§ **Work to be completed**
Copy out the data below. Keep every word as it is.

§ **Data listing**
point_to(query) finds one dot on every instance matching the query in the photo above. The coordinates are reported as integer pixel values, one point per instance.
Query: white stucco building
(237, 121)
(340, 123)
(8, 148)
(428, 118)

§ **Response for this exercise**
point_to(query) finds one dot on every instance matching the query in the photo above. The coordinates are reported as integer pixel values, one point per instance.
Query: white stucco building
(237, 121)
(340, 123)
(8, 148)
(428, 118)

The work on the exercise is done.